EXERCISE DETAILS: Find every line in the items below that contains the string "lift" and copy each of those lines, treating uppercase and lowercase as different.

Labeled-object pointing entries:
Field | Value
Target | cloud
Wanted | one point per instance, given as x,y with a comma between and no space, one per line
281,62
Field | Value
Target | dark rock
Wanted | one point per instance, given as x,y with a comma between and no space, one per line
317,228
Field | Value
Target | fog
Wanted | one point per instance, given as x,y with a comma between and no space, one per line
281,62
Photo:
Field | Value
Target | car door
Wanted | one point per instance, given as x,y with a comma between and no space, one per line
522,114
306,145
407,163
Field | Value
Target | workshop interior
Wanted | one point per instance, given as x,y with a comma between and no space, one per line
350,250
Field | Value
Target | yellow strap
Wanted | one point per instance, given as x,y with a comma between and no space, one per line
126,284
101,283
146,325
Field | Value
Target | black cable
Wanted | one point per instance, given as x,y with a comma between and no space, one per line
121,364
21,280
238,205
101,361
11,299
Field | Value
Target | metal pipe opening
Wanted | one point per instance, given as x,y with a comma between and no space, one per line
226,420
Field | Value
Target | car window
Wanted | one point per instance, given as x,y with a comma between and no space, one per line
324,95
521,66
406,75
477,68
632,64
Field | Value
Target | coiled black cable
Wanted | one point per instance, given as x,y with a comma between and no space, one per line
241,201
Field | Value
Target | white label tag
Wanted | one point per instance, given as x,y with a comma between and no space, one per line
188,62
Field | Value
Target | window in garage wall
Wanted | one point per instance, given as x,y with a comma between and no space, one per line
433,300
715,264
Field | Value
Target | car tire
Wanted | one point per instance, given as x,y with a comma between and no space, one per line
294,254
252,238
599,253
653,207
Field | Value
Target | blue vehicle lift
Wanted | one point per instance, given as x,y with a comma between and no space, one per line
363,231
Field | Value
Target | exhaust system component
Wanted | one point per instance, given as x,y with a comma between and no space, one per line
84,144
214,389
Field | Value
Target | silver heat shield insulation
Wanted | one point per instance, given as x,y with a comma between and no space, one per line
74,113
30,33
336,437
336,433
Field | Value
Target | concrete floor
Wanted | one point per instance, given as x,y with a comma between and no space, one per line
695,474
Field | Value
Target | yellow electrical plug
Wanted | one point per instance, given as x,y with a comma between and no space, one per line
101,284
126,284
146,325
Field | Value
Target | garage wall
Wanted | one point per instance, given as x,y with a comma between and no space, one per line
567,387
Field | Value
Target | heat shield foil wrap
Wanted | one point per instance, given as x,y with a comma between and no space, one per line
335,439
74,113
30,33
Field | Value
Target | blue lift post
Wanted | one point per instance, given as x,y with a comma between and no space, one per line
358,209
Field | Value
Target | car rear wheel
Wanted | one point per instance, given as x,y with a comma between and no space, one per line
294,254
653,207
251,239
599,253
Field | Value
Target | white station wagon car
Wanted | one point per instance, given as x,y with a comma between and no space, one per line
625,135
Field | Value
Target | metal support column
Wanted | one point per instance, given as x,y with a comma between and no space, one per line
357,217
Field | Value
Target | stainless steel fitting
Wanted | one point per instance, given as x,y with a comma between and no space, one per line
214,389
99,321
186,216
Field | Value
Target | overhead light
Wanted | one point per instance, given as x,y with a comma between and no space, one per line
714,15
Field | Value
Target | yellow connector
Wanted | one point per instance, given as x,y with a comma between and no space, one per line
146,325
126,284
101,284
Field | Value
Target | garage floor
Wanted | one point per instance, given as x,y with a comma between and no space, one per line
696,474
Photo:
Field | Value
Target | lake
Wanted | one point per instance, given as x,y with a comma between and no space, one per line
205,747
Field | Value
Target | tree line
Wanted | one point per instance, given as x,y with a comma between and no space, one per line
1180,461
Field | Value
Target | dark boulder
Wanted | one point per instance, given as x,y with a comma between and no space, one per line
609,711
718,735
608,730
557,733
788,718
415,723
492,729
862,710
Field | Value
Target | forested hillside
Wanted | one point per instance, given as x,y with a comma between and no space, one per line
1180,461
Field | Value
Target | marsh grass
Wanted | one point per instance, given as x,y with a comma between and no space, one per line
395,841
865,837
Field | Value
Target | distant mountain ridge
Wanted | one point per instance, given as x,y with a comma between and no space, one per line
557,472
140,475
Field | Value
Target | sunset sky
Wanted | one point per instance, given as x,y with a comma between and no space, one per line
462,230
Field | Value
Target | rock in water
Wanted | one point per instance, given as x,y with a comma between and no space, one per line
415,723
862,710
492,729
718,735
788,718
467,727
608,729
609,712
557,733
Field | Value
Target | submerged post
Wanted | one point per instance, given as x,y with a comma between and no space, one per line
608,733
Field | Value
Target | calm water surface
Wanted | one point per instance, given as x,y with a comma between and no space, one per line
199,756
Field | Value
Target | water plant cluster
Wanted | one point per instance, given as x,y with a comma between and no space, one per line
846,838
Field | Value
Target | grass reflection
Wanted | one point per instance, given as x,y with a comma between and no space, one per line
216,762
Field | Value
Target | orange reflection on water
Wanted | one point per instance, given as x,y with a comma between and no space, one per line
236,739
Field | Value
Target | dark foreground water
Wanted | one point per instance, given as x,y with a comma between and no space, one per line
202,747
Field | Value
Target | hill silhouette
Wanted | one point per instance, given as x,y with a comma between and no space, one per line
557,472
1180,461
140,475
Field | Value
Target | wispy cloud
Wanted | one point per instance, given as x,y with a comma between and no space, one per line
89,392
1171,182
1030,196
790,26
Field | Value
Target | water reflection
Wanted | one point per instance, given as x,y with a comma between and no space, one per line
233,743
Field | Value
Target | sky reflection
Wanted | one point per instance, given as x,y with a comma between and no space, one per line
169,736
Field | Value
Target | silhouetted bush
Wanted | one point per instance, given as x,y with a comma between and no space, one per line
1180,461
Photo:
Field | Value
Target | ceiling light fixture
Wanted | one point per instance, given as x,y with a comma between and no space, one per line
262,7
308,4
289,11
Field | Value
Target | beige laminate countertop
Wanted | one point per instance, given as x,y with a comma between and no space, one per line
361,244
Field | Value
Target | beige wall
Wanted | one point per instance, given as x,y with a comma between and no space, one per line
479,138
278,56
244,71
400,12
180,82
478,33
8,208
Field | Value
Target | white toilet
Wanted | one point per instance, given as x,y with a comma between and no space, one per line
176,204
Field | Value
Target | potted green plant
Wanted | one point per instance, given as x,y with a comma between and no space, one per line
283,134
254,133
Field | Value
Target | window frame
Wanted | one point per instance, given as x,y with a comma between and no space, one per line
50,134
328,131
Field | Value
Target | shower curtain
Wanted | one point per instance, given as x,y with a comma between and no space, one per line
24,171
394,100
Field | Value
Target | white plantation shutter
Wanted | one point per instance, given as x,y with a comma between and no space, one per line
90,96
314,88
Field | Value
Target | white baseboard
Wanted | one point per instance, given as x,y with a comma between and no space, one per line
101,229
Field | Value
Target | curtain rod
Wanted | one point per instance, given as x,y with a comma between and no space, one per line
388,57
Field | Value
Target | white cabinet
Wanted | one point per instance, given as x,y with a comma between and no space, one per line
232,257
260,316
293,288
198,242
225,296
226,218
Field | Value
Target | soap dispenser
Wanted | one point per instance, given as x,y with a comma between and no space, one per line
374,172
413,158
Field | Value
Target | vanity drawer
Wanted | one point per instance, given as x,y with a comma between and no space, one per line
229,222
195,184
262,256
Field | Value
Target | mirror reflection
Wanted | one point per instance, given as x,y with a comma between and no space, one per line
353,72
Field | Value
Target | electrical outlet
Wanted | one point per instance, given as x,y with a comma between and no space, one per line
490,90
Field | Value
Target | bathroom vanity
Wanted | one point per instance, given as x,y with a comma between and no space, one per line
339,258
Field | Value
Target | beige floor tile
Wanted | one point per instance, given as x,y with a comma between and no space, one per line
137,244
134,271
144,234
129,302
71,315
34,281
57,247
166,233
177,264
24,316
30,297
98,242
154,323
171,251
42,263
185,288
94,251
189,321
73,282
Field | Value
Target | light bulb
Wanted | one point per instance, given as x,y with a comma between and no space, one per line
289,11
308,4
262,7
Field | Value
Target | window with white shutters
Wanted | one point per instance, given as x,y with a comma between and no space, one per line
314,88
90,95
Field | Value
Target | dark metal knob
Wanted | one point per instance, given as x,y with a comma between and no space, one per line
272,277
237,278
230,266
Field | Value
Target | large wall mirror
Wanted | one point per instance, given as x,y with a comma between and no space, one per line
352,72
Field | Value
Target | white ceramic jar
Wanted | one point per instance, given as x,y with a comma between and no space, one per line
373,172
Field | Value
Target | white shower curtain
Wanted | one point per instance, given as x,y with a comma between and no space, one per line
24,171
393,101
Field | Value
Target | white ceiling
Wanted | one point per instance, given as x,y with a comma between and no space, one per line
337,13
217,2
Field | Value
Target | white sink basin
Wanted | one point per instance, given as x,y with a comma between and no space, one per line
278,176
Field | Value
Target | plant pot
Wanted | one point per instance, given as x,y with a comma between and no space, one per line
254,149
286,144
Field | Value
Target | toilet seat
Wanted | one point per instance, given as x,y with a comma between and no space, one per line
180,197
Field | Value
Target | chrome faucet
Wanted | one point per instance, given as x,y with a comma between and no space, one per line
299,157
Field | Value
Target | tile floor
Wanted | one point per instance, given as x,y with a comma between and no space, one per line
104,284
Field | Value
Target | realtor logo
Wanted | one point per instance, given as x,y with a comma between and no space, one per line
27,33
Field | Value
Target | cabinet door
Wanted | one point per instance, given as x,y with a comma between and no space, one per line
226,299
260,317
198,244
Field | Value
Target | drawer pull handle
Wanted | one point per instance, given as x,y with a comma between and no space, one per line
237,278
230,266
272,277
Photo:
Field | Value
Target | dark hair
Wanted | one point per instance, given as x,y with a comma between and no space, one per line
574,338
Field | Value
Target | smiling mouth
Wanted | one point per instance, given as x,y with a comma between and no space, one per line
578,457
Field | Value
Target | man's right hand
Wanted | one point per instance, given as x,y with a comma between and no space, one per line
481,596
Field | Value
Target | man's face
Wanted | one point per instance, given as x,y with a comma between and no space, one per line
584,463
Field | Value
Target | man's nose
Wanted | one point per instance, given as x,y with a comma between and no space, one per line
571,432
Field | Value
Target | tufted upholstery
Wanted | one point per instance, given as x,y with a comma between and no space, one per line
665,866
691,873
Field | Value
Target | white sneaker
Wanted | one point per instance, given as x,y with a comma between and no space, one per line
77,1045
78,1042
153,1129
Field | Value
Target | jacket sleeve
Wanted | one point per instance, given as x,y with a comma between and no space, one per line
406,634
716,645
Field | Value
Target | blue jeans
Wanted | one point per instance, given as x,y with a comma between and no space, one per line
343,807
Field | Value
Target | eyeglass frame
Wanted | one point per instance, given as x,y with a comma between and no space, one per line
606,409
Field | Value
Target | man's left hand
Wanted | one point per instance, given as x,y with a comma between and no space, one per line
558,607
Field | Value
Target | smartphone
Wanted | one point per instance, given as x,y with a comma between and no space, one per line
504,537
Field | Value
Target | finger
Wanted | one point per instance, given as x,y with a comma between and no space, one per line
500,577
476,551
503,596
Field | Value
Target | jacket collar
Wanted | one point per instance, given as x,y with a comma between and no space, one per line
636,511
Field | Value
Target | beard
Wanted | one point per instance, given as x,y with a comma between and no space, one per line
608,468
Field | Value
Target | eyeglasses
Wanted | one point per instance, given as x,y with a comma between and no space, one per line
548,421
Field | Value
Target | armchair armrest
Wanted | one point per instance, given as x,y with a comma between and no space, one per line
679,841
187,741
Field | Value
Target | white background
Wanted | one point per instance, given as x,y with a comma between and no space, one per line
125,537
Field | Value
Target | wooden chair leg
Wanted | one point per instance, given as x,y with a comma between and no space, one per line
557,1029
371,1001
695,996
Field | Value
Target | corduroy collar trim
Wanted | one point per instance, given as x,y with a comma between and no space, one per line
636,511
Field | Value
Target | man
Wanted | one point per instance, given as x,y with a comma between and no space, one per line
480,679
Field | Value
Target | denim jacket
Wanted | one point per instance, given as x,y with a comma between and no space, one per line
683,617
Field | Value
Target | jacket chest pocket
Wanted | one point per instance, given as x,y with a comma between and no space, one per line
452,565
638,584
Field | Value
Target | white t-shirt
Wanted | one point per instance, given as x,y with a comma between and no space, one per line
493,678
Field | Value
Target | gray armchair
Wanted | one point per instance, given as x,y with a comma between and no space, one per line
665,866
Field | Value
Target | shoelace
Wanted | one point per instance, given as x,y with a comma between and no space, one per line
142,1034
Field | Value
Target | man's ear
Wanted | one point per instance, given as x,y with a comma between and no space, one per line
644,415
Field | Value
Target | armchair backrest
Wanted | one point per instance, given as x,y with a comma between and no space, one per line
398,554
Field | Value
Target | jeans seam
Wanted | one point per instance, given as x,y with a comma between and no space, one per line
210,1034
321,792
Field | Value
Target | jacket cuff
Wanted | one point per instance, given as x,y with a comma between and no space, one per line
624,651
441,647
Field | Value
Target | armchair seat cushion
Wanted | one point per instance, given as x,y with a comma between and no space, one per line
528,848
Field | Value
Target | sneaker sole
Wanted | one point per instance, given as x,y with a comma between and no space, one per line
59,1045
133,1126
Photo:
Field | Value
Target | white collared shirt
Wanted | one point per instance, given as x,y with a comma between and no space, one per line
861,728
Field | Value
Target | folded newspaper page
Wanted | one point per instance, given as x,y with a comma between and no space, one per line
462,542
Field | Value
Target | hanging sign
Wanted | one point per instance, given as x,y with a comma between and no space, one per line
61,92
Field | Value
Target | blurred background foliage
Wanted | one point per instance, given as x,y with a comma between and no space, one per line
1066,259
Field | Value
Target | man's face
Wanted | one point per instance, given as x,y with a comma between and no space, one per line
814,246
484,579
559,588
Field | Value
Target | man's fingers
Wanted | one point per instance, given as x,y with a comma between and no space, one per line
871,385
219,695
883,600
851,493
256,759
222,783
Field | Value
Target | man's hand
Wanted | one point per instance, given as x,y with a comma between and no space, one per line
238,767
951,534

OUTPUT FOR THIS TASK:
Target | blue vehicle lift
Target | blue lift post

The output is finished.